** Begin DOCUMENT EXTRACT **

Hello,
NvInterlockedAddFp32 has no effect, here’s a barebone reproduction (I can send the vcxproj and sln by email if desired).
In this repro I SHOULD have bufferContent equal to 320.0 but it is 0.
I’m on Windows 10-64 bits laptop with a GTX 980M
Can you tell me what’s wrong please.
Thanks
#include <SDKDDKVer.h>
#include <d3d11.h>
#include <d3dcompiler.h>
#include <stdio.h>
#include "nvapi.h"
#include "nvShaderExtnEnums.h"
#if 1
//Directs nVidia Optimus driver to select the high performance GPU on laptop with integrated & dedicated GPUs
extern "C" {
_declspec(dllexport) DWORD NvOptimusEnablement = 0x00000001;
}
#endif
ID3D11Device* g_pDevice = NULL;
ID3D11DeviceContext* g_pDevCtx = NULL;
ID3D11ComputeShader* g_pTestCS = NULL;
ID3D11Buffer* g_pBuffer = NULL;
ID3D11Buffer* g_pStagingBuffer = NULL;
ID3D11UnorderedAccessView* g_pUAV = NULL;
const char* g_pTestCSSource =
"#define NV_SHADER_EXTN_SLOT u2\n"
"#include \"nvHLSLExtns.h\"\n"
"\n"
"RWByteAddressBuffer g_TestBuffer : register(u0);\n"
"\n"
"[numthreads( 32, 1, 1 )]\n"

** End DOCUMENT EXTRACT **
** Begin INFORMATION SUPPLIED **

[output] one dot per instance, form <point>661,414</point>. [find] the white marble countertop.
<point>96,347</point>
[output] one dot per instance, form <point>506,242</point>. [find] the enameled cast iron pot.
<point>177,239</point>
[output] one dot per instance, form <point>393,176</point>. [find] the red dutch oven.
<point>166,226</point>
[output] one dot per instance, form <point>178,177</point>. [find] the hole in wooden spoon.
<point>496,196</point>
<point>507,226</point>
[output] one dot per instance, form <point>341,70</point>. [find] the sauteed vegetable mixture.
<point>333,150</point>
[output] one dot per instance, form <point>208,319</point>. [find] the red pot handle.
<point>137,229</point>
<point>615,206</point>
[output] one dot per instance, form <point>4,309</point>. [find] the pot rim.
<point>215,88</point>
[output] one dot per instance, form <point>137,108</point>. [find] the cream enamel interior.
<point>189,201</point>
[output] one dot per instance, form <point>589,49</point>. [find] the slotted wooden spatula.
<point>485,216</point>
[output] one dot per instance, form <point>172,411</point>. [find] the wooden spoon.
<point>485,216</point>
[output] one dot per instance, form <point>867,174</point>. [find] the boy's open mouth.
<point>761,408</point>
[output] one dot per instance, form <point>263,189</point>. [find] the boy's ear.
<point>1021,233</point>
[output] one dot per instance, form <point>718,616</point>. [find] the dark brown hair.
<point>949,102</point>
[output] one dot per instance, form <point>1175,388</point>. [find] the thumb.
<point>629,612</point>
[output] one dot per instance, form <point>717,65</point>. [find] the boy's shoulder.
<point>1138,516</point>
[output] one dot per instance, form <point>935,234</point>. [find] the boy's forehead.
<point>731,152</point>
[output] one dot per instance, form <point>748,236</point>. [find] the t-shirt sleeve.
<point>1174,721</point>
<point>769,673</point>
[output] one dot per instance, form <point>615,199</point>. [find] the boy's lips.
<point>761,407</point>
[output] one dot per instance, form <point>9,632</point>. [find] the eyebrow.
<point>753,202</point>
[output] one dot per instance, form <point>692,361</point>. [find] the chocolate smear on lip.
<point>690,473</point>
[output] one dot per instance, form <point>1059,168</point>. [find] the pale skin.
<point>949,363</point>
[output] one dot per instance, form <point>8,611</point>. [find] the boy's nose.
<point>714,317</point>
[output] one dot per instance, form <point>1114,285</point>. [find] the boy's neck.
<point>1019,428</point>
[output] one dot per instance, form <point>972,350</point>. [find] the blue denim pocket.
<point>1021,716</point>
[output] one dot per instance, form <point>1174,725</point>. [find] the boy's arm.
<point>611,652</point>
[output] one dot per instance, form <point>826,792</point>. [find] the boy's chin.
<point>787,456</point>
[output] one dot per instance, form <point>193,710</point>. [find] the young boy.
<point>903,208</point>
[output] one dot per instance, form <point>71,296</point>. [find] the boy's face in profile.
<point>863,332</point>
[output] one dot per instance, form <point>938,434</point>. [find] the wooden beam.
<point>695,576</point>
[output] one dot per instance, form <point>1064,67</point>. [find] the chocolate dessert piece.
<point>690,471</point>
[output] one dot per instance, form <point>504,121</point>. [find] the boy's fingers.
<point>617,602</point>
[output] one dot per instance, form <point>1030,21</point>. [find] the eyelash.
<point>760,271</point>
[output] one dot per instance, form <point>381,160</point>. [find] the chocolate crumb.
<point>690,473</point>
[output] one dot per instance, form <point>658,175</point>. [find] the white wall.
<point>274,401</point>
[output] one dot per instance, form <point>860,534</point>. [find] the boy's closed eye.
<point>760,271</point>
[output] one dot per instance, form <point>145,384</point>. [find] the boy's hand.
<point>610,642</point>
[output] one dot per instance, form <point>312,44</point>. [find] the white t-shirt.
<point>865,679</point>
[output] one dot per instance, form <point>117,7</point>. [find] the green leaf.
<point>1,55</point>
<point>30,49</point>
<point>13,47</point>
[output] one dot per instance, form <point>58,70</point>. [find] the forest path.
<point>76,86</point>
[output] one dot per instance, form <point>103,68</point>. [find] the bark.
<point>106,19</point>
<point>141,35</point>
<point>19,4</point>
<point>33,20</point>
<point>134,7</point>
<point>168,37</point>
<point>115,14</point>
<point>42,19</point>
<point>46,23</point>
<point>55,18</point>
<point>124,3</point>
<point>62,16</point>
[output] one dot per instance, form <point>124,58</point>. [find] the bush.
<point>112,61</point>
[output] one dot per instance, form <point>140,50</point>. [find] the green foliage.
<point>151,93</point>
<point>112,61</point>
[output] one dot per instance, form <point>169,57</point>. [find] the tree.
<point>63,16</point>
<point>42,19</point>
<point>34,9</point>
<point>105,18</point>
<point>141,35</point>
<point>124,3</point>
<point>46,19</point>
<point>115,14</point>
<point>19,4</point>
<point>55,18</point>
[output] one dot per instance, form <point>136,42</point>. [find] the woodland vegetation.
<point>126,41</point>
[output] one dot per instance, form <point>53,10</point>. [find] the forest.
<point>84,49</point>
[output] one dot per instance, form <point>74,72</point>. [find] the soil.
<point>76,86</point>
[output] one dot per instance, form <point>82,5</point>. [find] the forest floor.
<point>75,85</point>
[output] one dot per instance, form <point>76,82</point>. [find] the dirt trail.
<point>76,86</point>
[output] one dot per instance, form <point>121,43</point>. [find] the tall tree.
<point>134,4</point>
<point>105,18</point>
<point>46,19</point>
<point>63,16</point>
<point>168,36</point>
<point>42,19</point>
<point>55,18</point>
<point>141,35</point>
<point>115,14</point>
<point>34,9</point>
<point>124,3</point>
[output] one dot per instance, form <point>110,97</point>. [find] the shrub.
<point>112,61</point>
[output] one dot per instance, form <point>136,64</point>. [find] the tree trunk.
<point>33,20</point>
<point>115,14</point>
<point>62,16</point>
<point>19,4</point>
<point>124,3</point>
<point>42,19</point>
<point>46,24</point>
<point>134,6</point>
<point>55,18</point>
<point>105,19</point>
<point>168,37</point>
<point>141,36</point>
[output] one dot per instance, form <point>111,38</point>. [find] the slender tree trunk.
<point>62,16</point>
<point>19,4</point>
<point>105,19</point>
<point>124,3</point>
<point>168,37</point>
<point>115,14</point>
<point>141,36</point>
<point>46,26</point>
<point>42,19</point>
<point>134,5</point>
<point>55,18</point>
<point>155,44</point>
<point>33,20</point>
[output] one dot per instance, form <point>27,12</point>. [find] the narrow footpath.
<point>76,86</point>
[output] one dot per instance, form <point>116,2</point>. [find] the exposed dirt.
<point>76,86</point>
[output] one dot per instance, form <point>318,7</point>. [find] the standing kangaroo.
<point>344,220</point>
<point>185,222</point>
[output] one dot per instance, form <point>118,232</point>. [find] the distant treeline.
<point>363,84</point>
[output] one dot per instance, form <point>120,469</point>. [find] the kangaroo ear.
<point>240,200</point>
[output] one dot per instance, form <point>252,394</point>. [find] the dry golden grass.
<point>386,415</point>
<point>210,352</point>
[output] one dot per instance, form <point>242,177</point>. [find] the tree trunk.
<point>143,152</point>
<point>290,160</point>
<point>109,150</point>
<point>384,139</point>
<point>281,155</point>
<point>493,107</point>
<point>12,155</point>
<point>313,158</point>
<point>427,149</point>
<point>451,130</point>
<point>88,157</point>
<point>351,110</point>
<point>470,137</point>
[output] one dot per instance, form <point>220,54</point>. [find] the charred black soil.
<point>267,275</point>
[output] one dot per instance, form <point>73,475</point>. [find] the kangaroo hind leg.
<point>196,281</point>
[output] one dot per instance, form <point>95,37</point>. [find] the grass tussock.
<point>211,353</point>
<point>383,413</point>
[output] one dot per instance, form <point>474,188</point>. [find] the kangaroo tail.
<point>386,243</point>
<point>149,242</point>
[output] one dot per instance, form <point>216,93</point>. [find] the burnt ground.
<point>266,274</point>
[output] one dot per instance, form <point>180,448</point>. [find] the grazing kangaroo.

** End INFORMATION SUPPLIED **

AIM A - Update the forum post from "In this repro" through "what’s wrong please.", changing "GTX 980M" to "GTX 1070".
AIM B -
Answer these about the forum post:
(i) What value does the poster say bufferContent should have?
(ii) Which GPU is in the poster's laptop?
(iii) To which register is g_TestBuffer bound in the shader source?
Work from the forum post alone.

OUTPUT A -
In this repro I SHOULD have bufferContent equal to 320.0 but it is 0.
I’m on Windows 10-64 bits laptop with a GTX 1070
Can you tell me what’s wrong please.

OUTPUT B -
(i) 320.0
(ii) A GTX 980M
(iii) u0